課題の狙い: 山田おろちについての文章から、「昨日作ったビーフストロガノフ」で始まり「チマケテイラッシャルノデス。」で終わる部分を、両端も含めて一字一句そのまま書き出してください。

提供テキスト:
山田おろちについて

昨日作ったビーフストロガノフをもさもさ食べながら、今日も金月龍之介です。たぶん明日も金月、明後日も金月でしょう。何故ここまで金月龍之介に私は拘るのでしょうか。今日は仮面ライダー電王があったからその話をしたっていいのに・・・。いえいえ、それはなりませぬ。やはり一筋縄ではいかぬ脚本家兼、小説家兼、エロゲ作家の金月龍之介について自分の中で総括しきらねば、先へは進めないのでアリマスよ。そう、今日は金月龍之介の裏の顔・山田おろちについて触れてみます。
金月龍之介がエロゲにコミットする際は山田おろちの変名を使用します。といっても世間を欺くための理由ではなく、ただ単純に「カッコイイから」だそうです。その外聞を恐れぬありよう、なんだか尊敬です。意味は日本神話のヤマタノオロチのもじりから来ているのでしょう。この名前で金月もとい山田氏はPUSH!!のようなエロゲー情報誌にちょこちょこ顔を出したり、「ジサツのための101の方法」というデンパゲームの脚本を書いたりするのです。ああ、そう。山田おろち名義の金月氏は、普段の堅実にしてスラップスティックな作風を脱ぎ捨て、デンパヲユワンユワンユワンブチマケテイラッシャルノデス。
「ジサツのための101の方法」は今はなき(というか製作無期延期)公爵(デューク)というメーカーから2001年に発売されました。「灰色」と呼ばれるノイズに心を犯されていく主人公と、それに劣らずただれたヒロインたちの地獄絵図らしいのですが、残念ながら私まだ未プレイです。三大デンパゲーム*1との誉れも高いらしいので一刻も早くプレイしたいのですが、ウィンドウズXPだとうまく動作しないらしい、無念。
デンパがユワンユワン飛んでたり、野良猫を集めてふくろにつめて高いトコから落としたり、腸かっさばいたり、いろいろありえない描写が多そうです。金月龍之介名義で脚本を書いている作品は対立や葛藤はあっても、根本的に「悪」と呼べる「悪」は存在せず、全キャラクターが理由をもってそこにあるという本当の意味でのヒューマニズムにあふれた作風なのに、山田おろちになった途端、男女とわずに血しぶきが飛び上がるのは何故なのでしょう・・・。
ひょっとしたらデンパの果てでもなお、いやデンパの果てにイッてしまった人間の立場すらも金月氏ヒューマニズムで捉えようとしているのではないでしょうか。ここで言うヒューマニズムとは「正しい人間観の押し付け」ではありません。人間が、あるがままに、なしえるがままの、ありとあらゆるソドムとゴモラを「人間のあり方」として認識し、そこにレッテルを貼らないということです。
まなびストレート」の第八話でもまなびと敵対するはずの理事長は実は兄の恋人であり、悪人ではない。まなびの署名に協力しない生徒たちも日々の生活を自分のため送っているだけで悪人ではない。そしてもちろんまなびたち生徒会も、悪人ではない。

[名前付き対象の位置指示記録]
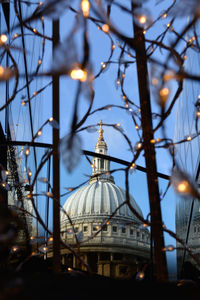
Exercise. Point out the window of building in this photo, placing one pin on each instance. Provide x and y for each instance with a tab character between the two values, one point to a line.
114	228
95	227
104	256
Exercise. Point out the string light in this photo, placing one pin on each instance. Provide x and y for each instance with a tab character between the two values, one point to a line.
78	74
140	275
39	133
27	151
164	94
103	65
85	6
105	28
189	138
139	145
3	38
183	186
133	165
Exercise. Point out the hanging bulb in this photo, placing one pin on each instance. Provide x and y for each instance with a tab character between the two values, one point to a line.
105	28
78	74
142	17
39	133
85	6
3	39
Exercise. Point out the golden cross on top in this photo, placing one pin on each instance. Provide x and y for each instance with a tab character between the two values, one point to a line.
100	131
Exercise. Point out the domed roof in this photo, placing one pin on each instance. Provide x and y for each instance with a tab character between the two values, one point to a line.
100	198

課題への回答:
昨日作ったビーフストロガノフをもさもさ食べながら、今日も金月龍之介です。たぶん明日も金月、明後日も金月でしょう。何故ここまで金月龍之介に私は拘るのでしょうか。今日は仮面ライダー電王があったからその話をしたっていいのに・・・。いえいえ、それはなりませぬ。やはり一筋縄ではいかぬ脚本家兼、小説家兼、エロゲ作家の金月龍之介について自分の中で総括しきらねば、先へは進めないのでアリマスよ。そう、今日は金月龍之介の裏の顔・山田おろちについて触れてみます。
金月龍之介がエロゲにコミットする際は山田おろちの変名を使用します。といっても世間を欺くための理由ではなく、ただ単純に「カッコイイから」だそうです。その外聞を恐れぬありよう、なんだか尊敬です。意味は日本神話のヤマタノオロチのもじりから来ているのでしょう。この名前で金月もとい山田氏はPUSH!!のようなエロゲー情報誌にちょこちょこ顔を出したり、「ジサツのための101の方法」というデンパゲームの脚本を書いたりするのです。ああ、そう。山田おろち名義の金月氏は、普段の堅実にしてスラップスティックな作風を脱ぎ捨て、デンパヲユワンユワンユワンブチマケテイラッシャルノデス。